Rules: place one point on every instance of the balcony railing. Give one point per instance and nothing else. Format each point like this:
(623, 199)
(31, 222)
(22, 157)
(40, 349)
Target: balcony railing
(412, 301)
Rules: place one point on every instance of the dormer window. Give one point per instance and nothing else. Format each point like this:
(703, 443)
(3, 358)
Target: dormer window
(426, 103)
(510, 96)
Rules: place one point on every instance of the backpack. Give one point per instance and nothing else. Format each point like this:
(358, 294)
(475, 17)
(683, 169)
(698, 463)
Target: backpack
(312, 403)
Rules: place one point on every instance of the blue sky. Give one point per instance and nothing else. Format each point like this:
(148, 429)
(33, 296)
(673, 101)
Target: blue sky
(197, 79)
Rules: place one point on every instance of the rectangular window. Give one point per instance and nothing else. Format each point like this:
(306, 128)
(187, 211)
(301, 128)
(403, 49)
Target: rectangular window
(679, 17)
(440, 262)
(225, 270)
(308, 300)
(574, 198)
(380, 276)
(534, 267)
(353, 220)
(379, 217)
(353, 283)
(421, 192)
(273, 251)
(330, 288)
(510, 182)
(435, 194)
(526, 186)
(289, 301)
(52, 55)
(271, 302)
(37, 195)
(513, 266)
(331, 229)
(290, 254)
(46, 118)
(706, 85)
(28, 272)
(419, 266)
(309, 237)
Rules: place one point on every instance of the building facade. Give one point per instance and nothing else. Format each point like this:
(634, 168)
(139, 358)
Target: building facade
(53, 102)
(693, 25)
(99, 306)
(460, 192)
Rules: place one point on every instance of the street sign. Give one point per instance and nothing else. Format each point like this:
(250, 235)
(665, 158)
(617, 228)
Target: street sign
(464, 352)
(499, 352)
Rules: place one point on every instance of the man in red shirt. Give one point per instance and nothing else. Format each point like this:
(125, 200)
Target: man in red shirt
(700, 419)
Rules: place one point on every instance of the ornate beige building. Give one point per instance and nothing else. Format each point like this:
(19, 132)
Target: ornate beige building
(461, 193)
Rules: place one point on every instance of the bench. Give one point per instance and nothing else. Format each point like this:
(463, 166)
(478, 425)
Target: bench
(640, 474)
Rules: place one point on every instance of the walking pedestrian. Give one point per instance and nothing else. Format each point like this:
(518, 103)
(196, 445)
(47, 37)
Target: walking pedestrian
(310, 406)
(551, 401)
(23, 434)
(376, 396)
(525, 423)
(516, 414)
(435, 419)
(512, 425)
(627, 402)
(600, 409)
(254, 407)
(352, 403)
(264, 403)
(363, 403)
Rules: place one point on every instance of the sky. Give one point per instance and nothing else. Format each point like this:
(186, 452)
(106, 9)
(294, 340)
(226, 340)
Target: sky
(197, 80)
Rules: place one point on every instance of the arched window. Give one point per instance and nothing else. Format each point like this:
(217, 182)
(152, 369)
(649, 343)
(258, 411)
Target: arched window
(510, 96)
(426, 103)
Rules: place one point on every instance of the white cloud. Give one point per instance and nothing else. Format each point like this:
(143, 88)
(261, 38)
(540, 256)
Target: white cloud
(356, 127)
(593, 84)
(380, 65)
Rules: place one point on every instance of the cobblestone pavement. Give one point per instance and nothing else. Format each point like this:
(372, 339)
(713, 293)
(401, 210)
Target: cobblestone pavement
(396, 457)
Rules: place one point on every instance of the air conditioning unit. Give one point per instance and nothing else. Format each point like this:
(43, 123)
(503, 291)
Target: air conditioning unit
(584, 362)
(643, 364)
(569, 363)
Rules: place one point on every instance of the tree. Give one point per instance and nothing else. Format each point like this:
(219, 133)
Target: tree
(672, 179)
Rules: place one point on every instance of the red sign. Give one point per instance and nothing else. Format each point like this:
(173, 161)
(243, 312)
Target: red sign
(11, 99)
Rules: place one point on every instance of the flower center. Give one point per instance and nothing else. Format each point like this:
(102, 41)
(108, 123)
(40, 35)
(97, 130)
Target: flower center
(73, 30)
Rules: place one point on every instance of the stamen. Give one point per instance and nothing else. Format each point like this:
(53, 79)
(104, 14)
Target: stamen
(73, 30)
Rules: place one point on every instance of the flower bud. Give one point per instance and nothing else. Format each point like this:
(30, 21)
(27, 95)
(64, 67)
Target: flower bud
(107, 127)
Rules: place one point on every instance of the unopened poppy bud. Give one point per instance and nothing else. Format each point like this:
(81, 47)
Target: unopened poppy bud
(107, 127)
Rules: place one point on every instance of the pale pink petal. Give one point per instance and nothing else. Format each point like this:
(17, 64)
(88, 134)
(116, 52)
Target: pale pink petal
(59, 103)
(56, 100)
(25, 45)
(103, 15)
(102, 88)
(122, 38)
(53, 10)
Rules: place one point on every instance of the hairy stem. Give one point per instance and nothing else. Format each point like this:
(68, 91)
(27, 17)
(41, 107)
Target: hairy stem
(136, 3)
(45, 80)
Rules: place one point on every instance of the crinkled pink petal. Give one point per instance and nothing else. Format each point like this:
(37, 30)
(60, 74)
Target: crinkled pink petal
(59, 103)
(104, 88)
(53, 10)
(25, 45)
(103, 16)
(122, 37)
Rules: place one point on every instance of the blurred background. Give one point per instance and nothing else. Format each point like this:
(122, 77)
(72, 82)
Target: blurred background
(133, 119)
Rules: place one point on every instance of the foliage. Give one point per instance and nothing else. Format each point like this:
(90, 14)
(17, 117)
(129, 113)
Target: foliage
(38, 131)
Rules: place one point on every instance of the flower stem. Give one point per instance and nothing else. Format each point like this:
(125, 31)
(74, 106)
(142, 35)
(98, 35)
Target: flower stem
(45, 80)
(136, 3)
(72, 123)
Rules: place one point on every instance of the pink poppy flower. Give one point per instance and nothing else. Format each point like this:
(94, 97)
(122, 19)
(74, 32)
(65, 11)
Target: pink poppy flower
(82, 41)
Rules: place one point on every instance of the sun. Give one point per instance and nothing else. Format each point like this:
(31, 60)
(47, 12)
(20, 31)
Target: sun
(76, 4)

▬▬▬

[WRITTEN INSTRUCTION]
Every line of the data above should be copied exactly.

[RESULT]
Rules: place one point on every instance of the balcony railing. Give one point per instance and nothing else. Format each point like this:
(623, 199)
(31, 222)
(22, 157)
(40, 349)
Target: balcony railing
(412, 301)
Rules: place one point on every instance of the dormer window. Give one point per instance and nothing else. Format each point like this:
(703, 443)
(3, 358)
Target: dormer window
(426, 103)
(510, 96)
Rules: place one point on every instance of the backpack. Give one point per instance and nothing else. Format each point like this:
(358, 294)
(475, 17)
(683, 169)
(698, 463)
Target: backpack
(312, 403)
Rules: place one point on every instance of the blue sky. Give one point per instance and nothing else. Format each point like this:
(148, 429)
(33, 296)
(673, 101)
Target: blue sky
(197, 79)
Rules: place one point on every instance of the rectangular window. Give one point per instance and nothing else. Format each point like this:
(306, 128)
(187, 211)
(301, 128)
(403, 49)
Target: rectangular window
(679, 17)
(440, 262)
(225, 270)
(308, 300)
(574, 198)
(380, 276)
(534, 267)
(353, 220)
(379, 217)
(353, 283)
(421, 192)
(273, 251)
(330, 288)
(510, 182)
(435, 194)
(526, 186)
(289, 301)
(52, 55)
(271, 302)
(37, 195)
(513, 266)
(331, 229)
(290, 254)
(46, 118)
(706, 85)
(28, 272)
(419, 266)
(309, 237)
Rules: place one point on every instance of the building facade. Give one point per instance and nothing else. Format each point like this:
(634, 168)
(139, 358)
Target: building facade
(53, 102)
(693, 25)
(99, 306)
(460, 192)
Rules: place one point on every instance of the street sign. Give one point per instance and nothing else. Format each point like this:
(250, 235)
(665, 158)
(617, 228)
Target: street sign
(464, 352)
(499, 352)
Rules: place one point on every instance of the man in red shirt. Give one point per instance and nothing else. Format each point like this:
(125, 200)
Target: man in red shirt
(700, 419)
Rules: place one point on every instance of the ornate beige building. Give one point per instance and nothing else. Format each point like this:
(19, 132)
Target: ornate beige building
(461, 193)
Rules: place one point on every instance of the bench. Give one point per instance and nothing else. Format each point like this:
(463, 166)
(478, 425)
Target: bench
(640, 474)
Rules: place one point on every instance of the walking pedestrian. Give one point per instance and nothing else. Format each point like this:
(518, 103)
(196, 445)
(47, 37)
Target: walking pedestrian
(310, 406)
(551, 401)
(23, 434)
(376, 396)
(525, 423)
(516, 414)
(435, 419)
(512, 425)
(627, 402)
(600, 409)
(254, 407)
(352, 403)
(264, 403)
(363, 403)
Rules: place one point on every instance of the sky. Give one point per instance and nothing else. Format each point like this:
(186, 452)
(106, 9)
(294, 340)
(226, 340)
Target: sky
(197, 80)
Rules: place one point on every instance of the arched window. Give one point per instance and nothing else. Format each point like this:
(217, 182)
(152, 369)
(649, 343)
(258, 411)
Target: arched window
(510, 96)
(426, 103)
Rules: place one point on every instance of the white cloud. Give one point per instance and nothing else. Format each point like this:
(143, 88)
(261, 38)
(540, 256)
Target: white cloud
(356, 127)
(593, 84)
(380, 65)
Rules: place one point on every instance of the cobblestone pavement. Give one point per instance and nothing else. Format each point like this:
(372, 339)
(713, 293)
(401, 210)
Target: cobblestone pavement
(396, 457)
Rules: place one point on every instance of the air conditioning unit. Give one point per instance and nothing else. Format each point like this:
(43, 123)
(503, 291)
Target: air conditioning unit
(584, 362)
(643, 364)
(569, 363)
Rules: place one point on every instance of the tree. Give one point per instance and nothing else. Format each point like this:
(219, 133)
Target: tree
(672, 179)
Rules: place one point on every instance of the red sign. Give one point per instance and nothing else. Format each point like this:
(173, 161)
(243, 312)
Target: red sign
(11, 99)
Rules: place one point on every instance of the flower center. Give one point per instance and nothing else. Format each point like this:
(102, 41)
(108, 123)
(40, 35)
(97, 130)
Target: flower center
(73, 30)
Rules: place one point on every instance of the stamen. Give one point per instance and nothing else. Format each point like this:
(53, 79)
(104, 14)
Target: stamen
(73, 30)
Rules: place one point on every instance of the flower bud. Give one point per instance and nothing else. Format each point like this:
(30, 21)
(27, 95)
(64, 67)
Target: flower bud
(107, 127)
Rules: place one point on every instance of the unopened poppy bud. Give one point per instance and nothing else. Format each point like this:
(81, 47)
Target: unopened poppy bud
(107, 127)
Rules: place one point on every instance of the pale pink petal. Give one point per instance and nothing else. Format each point like this:
(17, 64)
(88, 134)
(116, 52)
Target: pale pink petal
(59, 103)
(56, 100)
(25, 45)
(103, 15)
(102, 88)
(122, 38)
(53, 10)
Rules: place one point on every instance of the hairy stem. Give one point per instance and nothing else. Format each point like this:
(68, 91)
(27, 17)
(41, 107)
Target: hairy stem
(136, 3)
(45, 80)
Rules: place one point on every instance of the crinkled pink petal. Give one point per instance and nothing else. Format each point like this:
(37, 30)
(60, 74)
Target: crinkled pink petal
(59, 103)
(104, 88)
(53, 10)
(25, 45)
(103, 16)
(122, 37)
Rules: place one point on every instance of the blurred background. Give one point per instance and nothing else. Format each point like this:
(122, 77)
(72, 82)
Target: blurred background
(133, 119)
Rules: place one point on every instance of the foliage. Give one point per instance and nothing else. Format each point like this:
(90, 14)
(17, 117)
(129, 113)
Target: foliage
(38, 131)
Rules: place one point on every instance of the flower stem. Give one point per instance and nothing else. Format each point like this:
(125, 31)
(74, 106)
(142, 35)
(98, 35)
Target: flower stem
(45, 80)
(136, 3)
(72, 123)
Rules: place one point on every instance of the pink poppy flower. Give one point per instance and nothing else. Format each point like this:
(94, 97)
(122, 19)
(74, 32)
(65, 11)
Target: pink poppy flower
(82, 41)
Rules: place one point on every instance of the sun. Give one point per instance and nothing else. Format each point like this:
(31, 60)
(47, 12)
(20, 31)
Target: sun
(76, 4)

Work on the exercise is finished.